- **TASK**: Please print all of the material below, word for word.

- **ENTRIES SHOWN**:
====================

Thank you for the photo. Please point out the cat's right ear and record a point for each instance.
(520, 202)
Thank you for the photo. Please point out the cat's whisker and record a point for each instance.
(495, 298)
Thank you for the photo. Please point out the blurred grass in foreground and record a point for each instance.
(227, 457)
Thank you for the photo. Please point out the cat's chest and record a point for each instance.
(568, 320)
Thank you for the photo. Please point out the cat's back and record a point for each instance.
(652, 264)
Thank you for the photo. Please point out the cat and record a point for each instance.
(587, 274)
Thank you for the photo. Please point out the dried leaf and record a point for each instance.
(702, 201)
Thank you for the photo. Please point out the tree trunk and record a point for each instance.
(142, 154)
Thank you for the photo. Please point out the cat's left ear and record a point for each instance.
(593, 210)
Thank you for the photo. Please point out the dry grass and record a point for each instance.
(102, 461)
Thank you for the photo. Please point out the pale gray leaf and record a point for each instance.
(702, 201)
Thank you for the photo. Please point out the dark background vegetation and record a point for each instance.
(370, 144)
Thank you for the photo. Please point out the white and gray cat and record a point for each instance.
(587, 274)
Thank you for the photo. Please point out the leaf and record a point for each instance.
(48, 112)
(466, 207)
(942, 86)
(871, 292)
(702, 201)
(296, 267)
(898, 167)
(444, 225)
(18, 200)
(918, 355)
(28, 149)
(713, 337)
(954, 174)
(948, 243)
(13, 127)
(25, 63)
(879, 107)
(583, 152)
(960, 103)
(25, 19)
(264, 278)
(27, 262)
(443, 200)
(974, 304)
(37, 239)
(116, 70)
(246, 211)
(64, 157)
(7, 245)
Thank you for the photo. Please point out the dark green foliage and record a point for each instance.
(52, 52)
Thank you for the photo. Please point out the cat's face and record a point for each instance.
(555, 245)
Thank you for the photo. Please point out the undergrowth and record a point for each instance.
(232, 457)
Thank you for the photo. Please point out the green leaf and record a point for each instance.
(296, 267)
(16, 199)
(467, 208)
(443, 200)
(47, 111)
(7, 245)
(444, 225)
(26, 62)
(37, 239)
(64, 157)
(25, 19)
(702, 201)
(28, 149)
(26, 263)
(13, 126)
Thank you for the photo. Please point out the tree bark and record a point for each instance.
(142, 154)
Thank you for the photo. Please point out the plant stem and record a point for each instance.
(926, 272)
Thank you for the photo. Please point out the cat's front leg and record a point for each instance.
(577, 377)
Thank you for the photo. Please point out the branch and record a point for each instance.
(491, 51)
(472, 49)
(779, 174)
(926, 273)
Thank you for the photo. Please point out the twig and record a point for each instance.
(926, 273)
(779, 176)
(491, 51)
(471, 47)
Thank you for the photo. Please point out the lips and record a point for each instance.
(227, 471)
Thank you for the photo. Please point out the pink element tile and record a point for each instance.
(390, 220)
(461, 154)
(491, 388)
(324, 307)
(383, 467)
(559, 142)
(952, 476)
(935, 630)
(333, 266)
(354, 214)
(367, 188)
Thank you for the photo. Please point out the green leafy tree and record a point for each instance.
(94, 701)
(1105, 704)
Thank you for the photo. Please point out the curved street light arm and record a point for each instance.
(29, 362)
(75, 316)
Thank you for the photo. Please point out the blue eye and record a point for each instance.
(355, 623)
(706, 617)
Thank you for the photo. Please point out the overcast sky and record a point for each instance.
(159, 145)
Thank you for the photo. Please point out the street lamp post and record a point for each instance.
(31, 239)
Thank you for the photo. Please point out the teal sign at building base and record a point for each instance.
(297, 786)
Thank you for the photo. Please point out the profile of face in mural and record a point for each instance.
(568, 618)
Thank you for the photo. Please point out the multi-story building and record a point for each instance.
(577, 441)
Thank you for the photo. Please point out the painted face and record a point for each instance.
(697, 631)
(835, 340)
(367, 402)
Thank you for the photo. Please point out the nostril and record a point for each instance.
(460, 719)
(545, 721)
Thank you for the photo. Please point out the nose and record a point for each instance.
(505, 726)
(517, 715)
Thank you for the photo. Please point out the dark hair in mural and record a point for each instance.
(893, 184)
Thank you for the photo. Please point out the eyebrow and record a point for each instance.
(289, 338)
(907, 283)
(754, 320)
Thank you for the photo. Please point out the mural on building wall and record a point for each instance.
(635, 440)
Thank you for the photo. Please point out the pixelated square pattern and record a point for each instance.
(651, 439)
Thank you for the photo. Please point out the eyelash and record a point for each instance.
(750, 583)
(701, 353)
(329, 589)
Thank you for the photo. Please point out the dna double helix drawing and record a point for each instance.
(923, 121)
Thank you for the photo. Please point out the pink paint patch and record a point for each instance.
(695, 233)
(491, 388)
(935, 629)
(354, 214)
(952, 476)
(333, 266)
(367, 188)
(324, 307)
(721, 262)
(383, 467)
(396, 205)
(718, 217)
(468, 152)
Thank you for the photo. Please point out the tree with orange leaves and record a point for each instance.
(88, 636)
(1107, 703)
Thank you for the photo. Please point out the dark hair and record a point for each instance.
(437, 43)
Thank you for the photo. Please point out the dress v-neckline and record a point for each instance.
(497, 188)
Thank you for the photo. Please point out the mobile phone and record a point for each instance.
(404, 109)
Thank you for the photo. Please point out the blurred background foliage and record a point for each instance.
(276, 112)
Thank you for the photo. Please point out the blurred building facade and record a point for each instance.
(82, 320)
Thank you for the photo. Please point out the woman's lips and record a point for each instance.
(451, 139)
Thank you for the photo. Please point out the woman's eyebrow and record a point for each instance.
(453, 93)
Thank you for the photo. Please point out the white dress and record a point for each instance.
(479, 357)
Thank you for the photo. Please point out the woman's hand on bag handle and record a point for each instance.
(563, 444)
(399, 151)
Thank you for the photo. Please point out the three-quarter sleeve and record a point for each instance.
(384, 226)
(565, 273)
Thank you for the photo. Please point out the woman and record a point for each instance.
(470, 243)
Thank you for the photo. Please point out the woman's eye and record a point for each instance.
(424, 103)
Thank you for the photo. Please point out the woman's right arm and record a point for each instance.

====================

- **TASK OUTPUT**:
Thank you for the photo. Please point out the cat's right ear and record a point for each instance.
(520, 202)
Thank you for the photo. Please point out the cat's whisker and record a point for each instance.
(495, 298)
Thank you for the photo. Please point out the blurred grass in foreground and record a point for each instance.
(227, 457)
Thank you for the photo. Please point out the cat's chest and record a point for each instance.
(568, 320)
Thank you for the photo. Please point out the cat's back and record a point for each instance.
(652, 264)
Thank you for the photo. Please point out the cat and record a point for each instance.
(587, 274)
Thank you for the photo. Please point out the dried leaf and record a point for each instance.
(702, 201)
Thank you for the photo. Please point out the tree trunk and record a point for each instance.
(142, 154)
Thank you for the photo. Please point out the cat's left ear and record a point for each instance.
(593, 210)
Thank you for the photo. Please point out the dry grass and record a point for each instance.
(102, 461)
Thank you for the photo. Please point out the pale gray leaf and record a point for each instance.
(702, 201)
Thank you for the photo. Please point out the dark background vegetation and record a point for each instance.
(370, 144)
Thank you for the photo. Please point out the white and gray cat and record a point for each instance.
(587, 274)
Thank you for the photo. Please point out the leaf and record a point for each instance.
(48, 112)
(466, 207)
(942, 86)
(871, 292)
(702, 201)
(296, 267)
(898, 167)
(444, 225)
(18, 200)
(918, 355)
(28, 149)
(713, 337)
(954, 174)
(948, 243)
(13, 127)
(25, 63)
(879, 107)
(583, 152)
(960, 103)
(25, 19)
(264, 278)
(27, 262)
(443, 200)
(974, 304)
(37, 239)
(116, 70)
(246, 211)
(64, 157)
(7, 245)
Thank you for the photo. Please point out the dark green foliage and record a point for each instance.
(52, 52)
Thank you for the photo. Please point out the cat's face and record a point for each instance.
(555, 245)
Thank you for the photo. Please point out the undergrowth and record a point for each instance.
(232, 457)
Thank you for the photo. Please point out the green leaf and record a point for each instance.
(296, 267)
(16, 199)
(467, 208)
(443, 200)
(47, 111)
(7, 245)
(444, 225)
(26, 62)
(37, 239)
(64, 157)
(25, 19)
(702, 201)
(28, 149)
(26, 263)
(13, 126)
Thank you for the photo. Please point out the tree bark and record a point for each instance.
(142, 154)
Thank you for the photo. Please point out the plant stem and record a point for each instance.
(926, 272)
Thank you for the photo. Please point out the cat's front leg and record a point for each instance.
(577, 377)
Thank you for the photo. Please point out the branch and record a point for each instance.
(491, 51)
(472, 49)
(779, 174)
(926, 273)
Thank you for the photo. Please point out the twig and record a point for each instance.
(926, 273)
(779, 176)
(491, 51)
(471, 47)
Thank you for the photo. Please point out the lips and record a point for each instance.
(227, 471)
Thank you for the photo. Please point out the pink element tile and record a point for each instance.
(390, 220)
(461, 154)
(491, 388)
(324, 307)
(383, 467)
(559, 142)
(952, 476)
(935, 630)
(333, 266)
(354, 214)
(367, 188)
Thank you for the photo. Please point out the green leafy tree and record a point for each instance.
(94, 701)
(1105, 704)
Thank you for the photo. Please point out the curved street light arm and record a point for each instance.
(29, 362)
(75, 316)
Thank you for the photo. Please point out the blue eye and record a point for each instance.
(355, 623)
(706, 617)
Thank you for the photo. Please point out the overcast sky and record a point for each instance.
(159, 145)
Thank you for the photo. Please point out the street lamp post and record a point for each instance.
(31, 239)
Thank you for the photo. Please point out the teal sign at building base and record a point for each instance.
(297, 786)
Thank you for the photo. Please point out the profile of face in mural and record a point for each instance.
(568, 618)
Thank you for the photo. Please point out the multi-story building and record a point for each instance.
(577, 441)
Thank you for the photo. Please point out the painted face and record a point for each instance.
(697, 631)
(835, 340)
(367, 402)
Thank you for the photo. Please point out the nostril and record a point for each instance.
(460, 719)
(545, 721)
Thank you for the photo. Please point out the nose and record a point for each instance.
(505, 726)
(517, 715)
Thank you for the photo. Please point out the dark hair in mural and record a point for each instance.
(893, 184)
Thank you for the photo. Please point out the eyebrow and record a point for each instance.
(289, 338)
(907, 283)
(754, 320)
Thank you for the photo. Please point out the mural on building wall and record a point for each instance.
(635, 440)
Thank you for the photo. Please point out the pixelated square pattern and record a point for each instance.
(651, 439)
Thank you for the photo. Please point out the eyelash and record a point for each instance.
(750, 583)
(701, 353)
(329, 589)
Thank you for the photo. Please point out the dna double helix drawing and record a point for each instance.
(923, 121)
Thank you for the photo. Please point out the pink paint patch and record a point for each instance.
(695, 233)
(491, 388)
(935, 629)
(354, 214)
(952, 476)
(333, 266)
(367, 188)
(324, 307)
(721, 262)
(383, 467)
(396, 205)
(718, 217)
(468, 152)
Thank you for the photo. Please point out the tree with orange leaves and record a point for each instance.
(88, 636)
(1107, 703)
Thank you for the photo. Please point out the dark hair and record a point for each instance.
(437, 43)
Thank you for the photo. Please point out the dress v-neckline and record a point for each instance.
(497, 188)
Thank you for the photo. Please point out the mobile phone and record a point for each instance.
(404, 109)
Thank you for the photo. Please point out the blurred background foliage and record a point for each instance.
(276, 112)
Thank you for the photo. Please point out the blurred building facade and record a point for each instance.
(82, 320)
Thank you for the photo. Please point out the woman's lips and record a point for each instance.
(451, 139)
Thank you for the photo. Please point out the woman's eyebrow and record a point for each instance.
(453, 93)
Thank you for the photo. Please point out the white dress and record a point for each instance.
(479, 357)
Thank you for the photo. Please point out the woman's hand on bag handle and record a point for each instance.
(563, 444)
(399, 151)
Thank you for the photo. Please point out the three-quarter sleeve and record a point for each instance.
(384, 226)
(565, 273)
Thank you for the photo. Please point out the woman and record a point for each instance.
(470, 243)
Thank you for the photo. Please point out the woman's eye and record a point for each instance.
(424, 103)
Thank you for the photo. Please point out the woman's right arm and record a point for each instance.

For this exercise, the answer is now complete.